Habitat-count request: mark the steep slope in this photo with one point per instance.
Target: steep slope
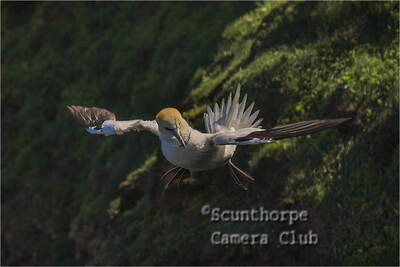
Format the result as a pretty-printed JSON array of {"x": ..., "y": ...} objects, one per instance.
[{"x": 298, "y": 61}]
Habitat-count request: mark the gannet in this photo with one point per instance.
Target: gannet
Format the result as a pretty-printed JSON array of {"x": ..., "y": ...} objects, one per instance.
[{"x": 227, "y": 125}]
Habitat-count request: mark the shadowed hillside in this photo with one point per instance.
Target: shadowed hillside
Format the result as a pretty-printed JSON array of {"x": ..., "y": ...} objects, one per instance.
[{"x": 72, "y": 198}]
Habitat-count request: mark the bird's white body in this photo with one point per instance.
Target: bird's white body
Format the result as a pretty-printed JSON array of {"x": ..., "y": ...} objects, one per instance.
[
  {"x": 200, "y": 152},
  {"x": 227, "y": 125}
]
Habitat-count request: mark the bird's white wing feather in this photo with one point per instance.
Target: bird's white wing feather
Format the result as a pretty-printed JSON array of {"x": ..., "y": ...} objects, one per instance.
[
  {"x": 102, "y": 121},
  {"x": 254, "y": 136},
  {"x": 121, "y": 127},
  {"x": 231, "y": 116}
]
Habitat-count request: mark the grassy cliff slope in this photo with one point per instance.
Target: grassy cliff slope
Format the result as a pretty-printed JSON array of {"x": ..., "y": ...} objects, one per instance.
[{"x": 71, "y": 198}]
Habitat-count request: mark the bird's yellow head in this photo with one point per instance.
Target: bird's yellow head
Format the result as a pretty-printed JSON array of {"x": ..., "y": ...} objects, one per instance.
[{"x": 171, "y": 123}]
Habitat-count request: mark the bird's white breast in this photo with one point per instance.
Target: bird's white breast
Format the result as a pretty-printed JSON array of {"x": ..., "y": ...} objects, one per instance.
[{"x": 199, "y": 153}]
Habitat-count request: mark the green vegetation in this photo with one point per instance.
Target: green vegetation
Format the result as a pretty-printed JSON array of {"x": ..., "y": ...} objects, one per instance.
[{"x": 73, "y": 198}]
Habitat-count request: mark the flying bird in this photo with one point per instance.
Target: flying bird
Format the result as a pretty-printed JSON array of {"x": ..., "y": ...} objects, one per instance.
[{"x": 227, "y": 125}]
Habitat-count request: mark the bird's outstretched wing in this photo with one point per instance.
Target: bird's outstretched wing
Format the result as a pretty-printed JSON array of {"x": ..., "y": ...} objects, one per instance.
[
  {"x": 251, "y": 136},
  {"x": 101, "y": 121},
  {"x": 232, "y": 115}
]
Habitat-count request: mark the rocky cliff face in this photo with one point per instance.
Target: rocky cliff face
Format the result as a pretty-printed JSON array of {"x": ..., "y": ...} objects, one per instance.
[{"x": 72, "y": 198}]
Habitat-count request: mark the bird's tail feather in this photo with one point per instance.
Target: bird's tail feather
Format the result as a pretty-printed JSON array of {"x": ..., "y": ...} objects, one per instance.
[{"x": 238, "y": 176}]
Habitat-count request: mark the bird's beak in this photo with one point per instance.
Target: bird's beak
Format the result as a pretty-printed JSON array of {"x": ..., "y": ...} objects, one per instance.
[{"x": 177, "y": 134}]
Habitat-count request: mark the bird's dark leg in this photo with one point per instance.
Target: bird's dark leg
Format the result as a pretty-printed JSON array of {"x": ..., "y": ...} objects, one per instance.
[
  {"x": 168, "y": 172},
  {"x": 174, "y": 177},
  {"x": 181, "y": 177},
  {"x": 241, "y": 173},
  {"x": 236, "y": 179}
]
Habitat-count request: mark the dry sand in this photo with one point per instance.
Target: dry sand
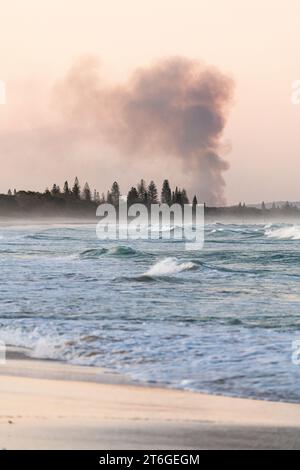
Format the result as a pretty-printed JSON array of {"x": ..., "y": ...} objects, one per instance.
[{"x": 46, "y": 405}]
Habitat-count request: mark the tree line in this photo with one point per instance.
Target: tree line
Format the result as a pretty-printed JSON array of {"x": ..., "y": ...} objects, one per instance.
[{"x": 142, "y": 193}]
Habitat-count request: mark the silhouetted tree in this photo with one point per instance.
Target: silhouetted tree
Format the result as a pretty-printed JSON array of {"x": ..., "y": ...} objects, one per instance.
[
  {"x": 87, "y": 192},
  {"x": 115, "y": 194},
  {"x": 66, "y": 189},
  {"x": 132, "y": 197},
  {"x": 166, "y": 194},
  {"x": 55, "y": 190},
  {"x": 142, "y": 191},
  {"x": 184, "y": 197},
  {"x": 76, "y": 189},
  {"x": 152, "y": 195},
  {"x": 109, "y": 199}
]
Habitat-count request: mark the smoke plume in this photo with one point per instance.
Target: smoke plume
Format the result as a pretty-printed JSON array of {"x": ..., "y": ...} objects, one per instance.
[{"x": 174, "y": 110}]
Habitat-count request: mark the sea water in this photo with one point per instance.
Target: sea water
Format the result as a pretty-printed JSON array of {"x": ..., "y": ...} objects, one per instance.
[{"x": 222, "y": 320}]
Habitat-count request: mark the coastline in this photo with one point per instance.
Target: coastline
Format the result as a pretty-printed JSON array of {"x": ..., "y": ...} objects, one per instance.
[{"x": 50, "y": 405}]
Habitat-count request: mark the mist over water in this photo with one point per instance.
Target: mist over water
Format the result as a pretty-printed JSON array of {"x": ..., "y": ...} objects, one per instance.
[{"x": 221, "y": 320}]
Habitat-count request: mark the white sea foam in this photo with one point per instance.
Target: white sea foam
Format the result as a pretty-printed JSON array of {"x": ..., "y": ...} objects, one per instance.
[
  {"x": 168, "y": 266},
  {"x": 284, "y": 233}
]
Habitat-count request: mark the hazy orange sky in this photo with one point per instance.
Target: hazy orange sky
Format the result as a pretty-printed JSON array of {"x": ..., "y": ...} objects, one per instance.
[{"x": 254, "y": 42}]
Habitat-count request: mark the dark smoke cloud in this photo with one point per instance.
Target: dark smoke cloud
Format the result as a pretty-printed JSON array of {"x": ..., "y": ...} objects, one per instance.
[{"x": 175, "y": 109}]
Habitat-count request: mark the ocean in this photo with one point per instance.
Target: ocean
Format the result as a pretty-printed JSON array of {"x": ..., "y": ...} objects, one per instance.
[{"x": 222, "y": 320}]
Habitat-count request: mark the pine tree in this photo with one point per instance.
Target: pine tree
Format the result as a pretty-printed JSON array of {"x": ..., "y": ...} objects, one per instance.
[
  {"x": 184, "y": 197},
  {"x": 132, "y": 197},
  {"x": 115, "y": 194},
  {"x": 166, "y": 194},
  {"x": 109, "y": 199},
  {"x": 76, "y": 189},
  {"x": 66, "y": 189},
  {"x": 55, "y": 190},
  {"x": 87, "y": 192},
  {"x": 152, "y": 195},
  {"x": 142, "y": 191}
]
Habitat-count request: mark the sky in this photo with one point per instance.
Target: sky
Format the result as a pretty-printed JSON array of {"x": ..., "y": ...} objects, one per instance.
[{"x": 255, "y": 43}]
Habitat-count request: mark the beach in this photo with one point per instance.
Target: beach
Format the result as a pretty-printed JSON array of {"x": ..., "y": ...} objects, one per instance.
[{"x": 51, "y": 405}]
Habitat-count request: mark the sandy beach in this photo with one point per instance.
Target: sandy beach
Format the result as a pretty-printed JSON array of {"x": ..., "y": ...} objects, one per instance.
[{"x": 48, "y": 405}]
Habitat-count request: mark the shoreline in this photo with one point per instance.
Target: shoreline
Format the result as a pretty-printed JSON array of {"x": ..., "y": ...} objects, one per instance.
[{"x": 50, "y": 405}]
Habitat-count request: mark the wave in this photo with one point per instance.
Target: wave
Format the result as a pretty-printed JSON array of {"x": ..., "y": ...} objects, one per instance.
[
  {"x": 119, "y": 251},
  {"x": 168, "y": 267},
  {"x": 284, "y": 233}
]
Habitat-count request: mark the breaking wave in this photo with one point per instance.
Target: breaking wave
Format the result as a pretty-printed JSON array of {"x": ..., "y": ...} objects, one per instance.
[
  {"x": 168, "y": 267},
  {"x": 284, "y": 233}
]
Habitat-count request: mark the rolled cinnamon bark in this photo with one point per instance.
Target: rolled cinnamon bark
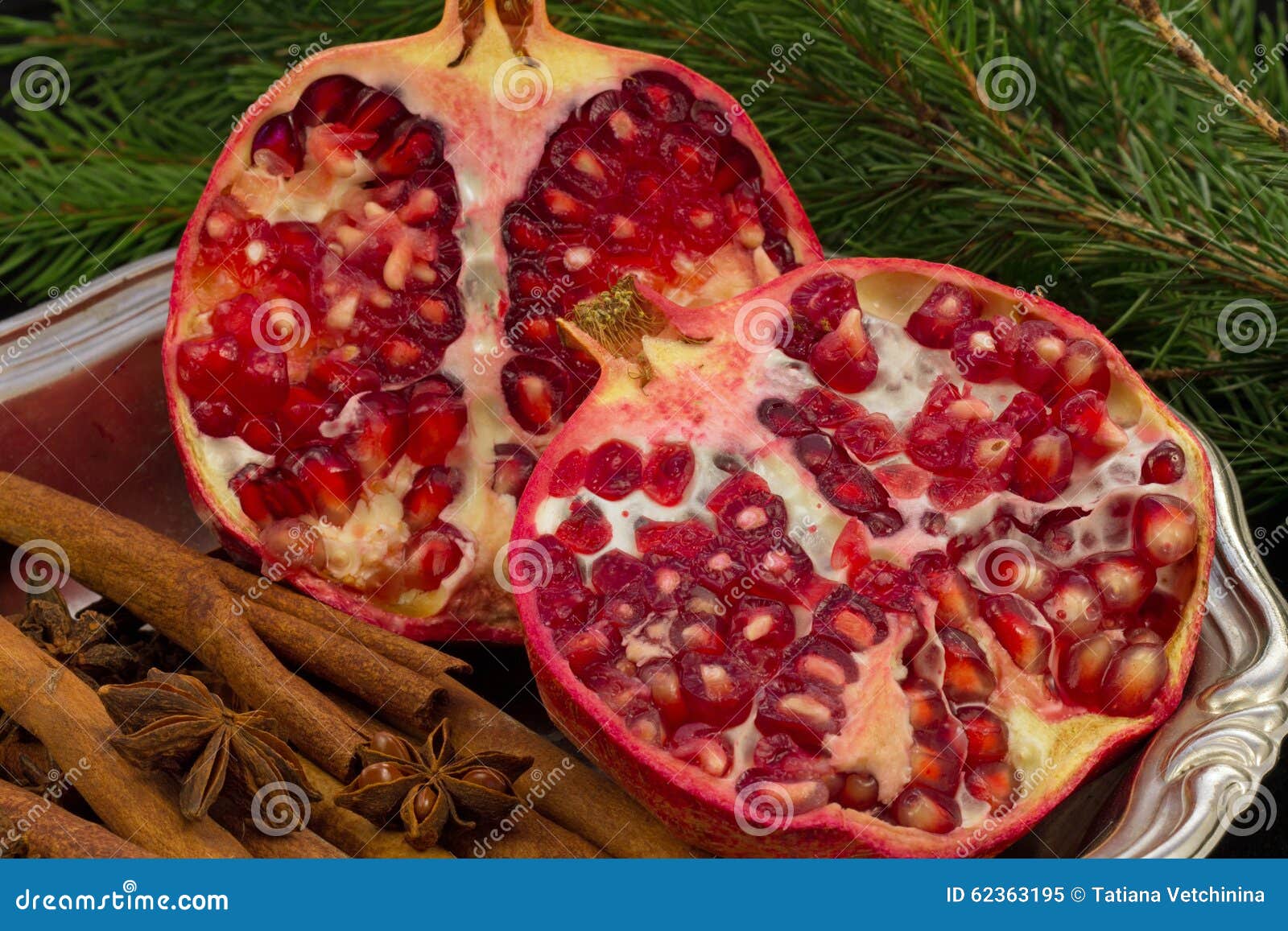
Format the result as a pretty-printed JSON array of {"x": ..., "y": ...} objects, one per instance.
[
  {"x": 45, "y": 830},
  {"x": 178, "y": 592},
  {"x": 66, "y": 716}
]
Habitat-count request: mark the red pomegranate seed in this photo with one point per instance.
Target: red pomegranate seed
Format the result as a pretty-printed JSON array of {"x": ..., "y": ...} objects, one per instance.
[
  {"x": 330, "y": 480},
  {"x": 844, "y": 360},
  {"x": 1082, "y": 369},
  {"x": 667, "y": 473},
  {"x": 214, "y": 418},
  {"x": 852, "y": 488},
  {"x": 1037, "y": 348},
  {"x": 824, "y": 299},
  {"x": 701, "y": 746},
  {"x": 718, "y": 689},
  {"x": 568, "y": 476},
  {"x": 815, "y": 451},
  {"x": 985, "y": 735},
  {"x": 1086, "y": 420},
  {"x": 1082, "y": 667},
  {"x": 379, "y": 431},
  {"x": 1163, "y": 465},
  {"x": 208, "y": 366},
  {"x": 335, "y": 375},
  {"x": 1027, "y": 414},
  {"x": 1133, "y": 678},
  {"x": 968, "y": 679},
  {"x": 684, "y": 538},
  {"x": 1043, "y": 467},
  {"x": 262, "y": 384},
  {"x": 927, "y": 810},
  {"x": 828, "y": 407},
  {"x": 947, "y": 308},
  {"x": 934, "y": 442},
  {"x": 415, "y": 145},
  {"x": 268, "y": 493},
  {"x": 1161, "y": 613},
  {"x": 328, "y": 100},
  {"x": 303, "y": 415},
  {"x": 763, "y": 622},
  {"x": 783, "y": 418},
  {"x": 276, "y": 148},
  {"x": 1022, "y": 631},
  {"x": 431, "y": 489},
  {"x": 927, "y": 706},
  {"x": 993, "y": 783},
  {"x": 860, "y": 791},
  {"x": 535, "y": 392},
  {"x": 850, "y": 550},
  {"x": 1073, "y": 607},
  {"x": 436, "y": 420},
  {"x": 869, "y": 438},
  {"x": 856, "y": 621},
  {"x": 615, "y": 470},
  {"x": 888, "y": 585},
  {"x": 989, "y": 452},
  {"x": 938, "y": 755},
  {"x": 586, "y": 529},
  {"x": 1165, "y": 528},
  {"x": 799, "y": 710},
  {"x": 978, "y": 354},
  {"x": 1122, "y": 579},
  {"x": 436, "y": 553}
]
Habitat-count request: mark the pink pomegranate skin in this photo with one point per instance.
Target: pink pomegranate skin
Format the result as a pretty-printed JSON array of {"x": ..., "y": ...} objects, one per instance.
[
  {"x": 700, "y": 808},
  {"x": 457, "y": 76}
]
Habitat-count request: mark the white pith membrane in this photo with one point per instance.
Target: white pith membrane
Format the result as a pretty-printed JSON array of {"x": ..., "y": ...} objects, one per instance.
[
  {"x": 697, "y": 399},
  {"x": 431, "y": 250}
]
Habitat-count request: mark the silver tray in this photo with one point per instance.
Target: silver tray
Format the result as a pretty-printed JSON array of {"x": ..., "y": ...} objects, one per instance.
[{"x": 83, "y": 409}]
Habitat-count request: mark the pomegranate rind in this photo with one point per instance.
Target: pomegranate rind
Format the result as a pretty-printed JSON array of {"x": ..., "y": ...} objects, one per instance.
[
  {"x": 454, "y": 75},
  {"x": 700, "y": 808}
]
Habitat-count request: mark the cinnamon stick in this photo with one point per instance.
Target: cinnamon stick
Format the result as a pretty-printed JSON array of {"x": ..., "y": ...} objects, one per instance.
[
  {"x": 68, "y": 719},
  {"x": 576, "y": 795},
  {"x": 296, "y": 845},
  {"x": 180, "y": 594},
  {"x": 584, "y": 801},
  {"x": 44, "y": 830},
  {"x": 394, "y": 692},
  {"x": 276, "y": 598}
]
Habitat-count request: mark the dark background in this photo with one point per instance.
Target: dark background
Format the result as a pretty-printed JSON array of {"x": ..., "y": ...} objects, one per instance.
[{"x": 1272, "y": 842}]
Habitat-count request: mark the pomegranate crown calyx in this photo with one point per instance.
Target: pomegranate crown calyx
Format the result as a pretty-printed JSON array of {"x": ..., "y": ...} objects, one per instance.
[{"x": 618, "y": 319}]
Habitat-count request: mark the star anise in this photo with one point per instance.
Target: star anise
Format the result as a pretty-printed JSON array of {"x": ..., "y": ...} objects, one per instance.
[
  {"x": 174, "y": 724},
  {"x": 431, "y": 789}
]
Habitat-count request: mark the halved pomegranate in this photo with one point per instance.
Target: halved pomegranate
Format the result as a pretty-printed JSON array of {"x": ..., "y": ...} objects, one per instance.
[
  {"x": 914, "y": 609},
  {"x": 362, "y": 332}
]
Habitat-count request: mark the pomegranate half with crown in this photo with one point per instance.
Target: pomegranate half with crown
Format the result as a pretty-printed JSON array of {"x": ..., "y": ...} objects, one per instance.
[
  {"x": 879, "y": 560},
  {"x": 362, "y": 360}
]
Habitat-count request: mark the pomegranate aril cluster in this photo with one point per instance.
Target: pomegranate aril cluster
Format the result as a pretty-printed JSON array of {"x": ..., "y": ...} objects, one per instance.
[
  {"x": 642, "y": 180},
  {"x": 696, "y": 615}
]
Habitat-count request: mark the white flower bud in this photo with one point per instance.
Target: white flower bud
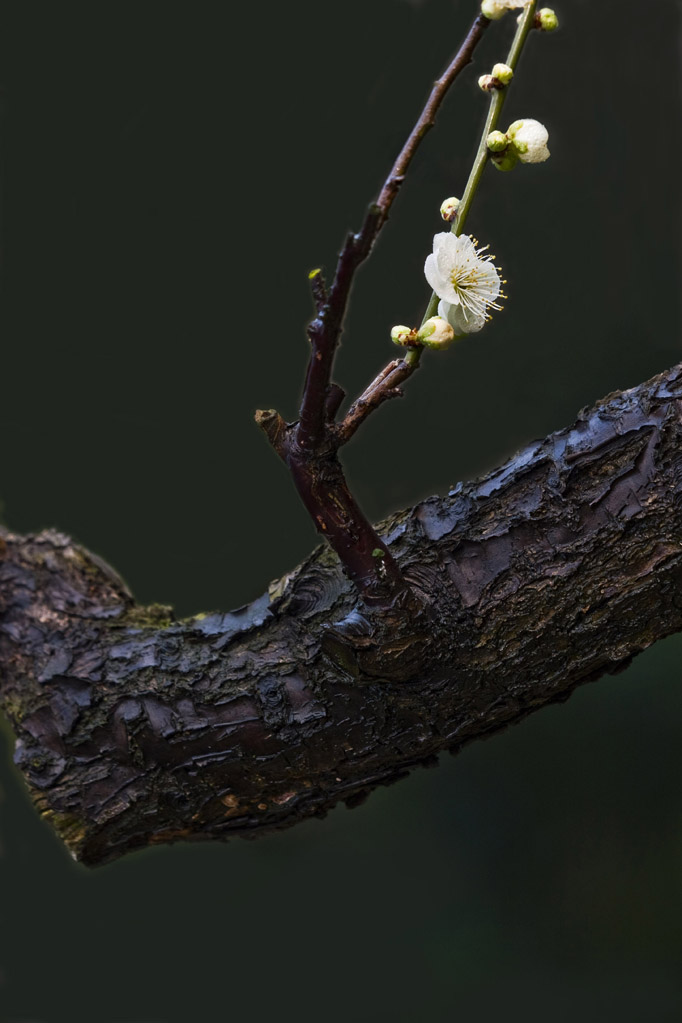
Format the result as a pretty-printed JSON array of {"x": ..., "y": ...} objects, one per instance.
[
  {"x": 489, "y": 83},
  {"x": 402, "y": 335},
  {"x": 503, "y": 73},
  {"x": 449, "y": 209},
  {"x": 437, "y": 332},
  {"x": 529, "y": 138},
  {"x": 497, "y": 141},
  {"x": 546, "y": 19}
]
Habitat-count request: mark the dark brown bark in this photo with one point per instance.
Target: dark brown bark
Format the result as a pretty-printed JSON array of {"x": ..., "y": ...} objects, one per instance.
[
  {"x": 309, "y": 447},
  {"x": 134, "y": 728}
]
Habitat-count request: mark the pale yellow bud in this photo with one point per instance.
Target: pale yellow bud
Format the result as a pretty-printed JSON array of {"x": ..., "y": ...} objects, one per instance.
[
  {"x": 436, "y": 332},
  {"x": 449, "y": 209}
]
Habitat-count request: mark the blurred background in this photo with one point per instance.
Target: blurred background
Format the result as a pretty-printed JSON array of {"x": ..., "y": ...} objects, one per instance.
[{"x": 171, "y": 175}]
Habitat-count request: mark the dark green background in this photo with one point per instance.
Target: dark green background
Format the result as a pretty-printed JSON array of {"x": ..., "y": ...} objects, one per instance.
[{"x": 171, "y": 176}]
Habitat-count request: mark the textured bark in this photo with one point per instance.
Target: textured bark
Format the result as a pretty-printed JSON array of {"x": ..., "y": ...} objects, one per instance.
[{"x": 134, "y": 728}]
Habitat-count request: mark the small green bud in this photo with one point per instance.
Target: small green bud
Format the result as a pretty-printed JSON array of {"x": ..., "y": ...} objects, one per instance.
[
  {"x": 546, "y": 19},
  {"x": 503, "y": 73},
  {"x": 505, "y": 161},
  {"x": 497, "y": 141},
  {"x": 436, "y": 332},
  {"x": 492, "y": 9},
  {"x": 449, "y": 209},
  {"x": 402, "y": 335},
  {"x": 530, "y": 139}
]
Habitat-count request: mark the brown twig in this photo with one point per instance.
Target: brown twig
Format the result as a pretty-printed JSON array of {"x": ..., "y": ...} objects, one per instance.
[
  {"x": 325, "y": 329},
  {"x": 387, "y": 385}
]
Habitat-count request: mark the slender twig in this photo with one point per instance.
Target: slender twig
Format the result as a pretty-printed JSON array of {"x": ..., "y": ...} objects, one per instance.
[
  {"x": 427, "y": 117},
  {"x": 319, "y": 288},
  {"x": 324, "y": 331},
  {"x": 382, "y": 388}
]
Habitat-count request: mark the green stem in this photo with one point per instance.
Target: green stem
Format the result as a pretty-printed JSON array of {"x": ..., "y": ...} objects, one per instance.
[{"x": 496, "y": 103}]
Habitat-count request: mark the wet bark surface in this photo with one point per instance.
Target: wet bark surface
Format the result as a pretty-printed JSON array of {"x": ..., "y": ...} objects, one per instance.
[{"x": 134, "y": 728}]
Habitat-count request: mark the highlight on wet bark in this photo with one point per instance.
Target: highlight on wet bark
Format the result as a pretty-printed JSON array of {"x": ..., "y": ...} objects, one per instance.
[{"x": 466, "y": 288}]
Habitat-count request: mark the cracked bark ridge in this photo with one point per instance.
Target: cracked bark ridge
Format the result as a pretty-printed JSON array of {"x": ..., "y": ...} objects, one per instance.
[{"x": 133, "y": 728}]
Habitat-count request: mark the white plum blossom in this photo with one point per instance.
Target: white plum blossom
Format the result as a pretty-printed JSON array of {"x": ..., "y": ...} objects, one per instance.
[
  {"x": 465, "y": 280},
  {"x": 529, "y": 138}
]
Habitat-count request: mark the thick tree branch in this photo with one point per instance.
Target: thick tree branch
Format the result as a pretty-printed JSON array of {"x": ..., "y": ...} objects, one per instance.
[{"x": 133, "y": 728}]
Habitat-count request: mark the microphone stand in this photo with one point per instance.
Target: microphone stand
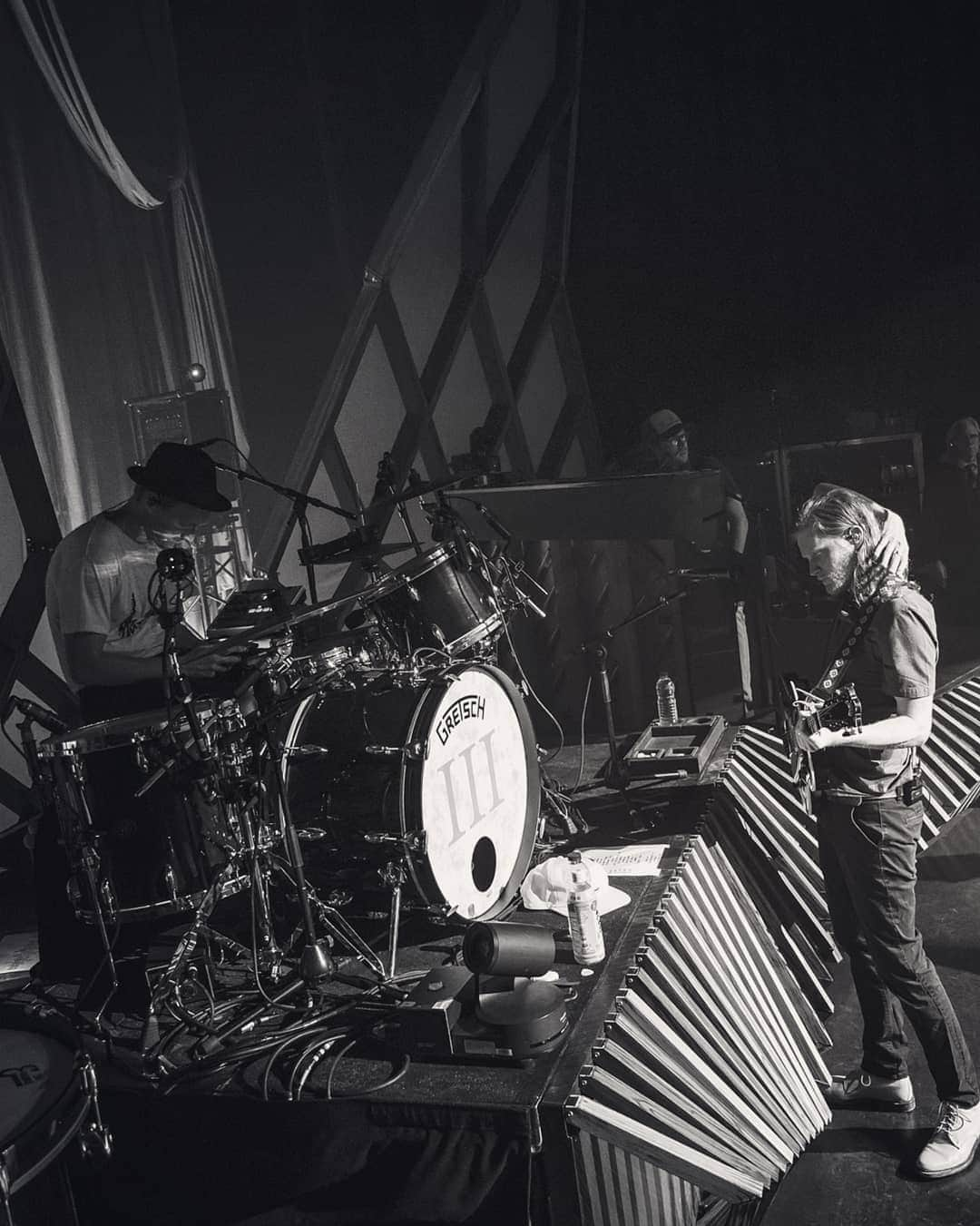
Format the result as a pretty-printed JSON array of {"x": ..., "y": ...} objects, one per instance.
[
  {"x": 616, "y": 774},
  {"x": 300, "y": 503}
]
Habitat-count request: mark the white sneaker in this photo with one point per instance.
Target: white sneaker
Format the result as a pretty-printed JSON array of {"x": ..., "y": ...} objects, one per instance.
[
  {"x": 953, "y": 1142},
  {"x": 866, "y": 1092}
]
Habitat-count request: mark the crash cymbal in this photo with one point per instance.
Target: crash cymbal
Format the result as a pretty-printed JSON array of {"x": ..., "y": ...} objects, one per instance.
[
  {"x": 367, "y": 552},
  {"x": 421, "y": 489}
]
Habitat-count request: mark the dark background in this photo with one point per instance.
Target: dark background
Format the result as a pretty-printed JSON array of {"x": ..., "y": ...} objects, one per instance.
================================
* _Work required_
How many of the lines above include the string "over"? Answer with the number only.

* _Exercise output_
2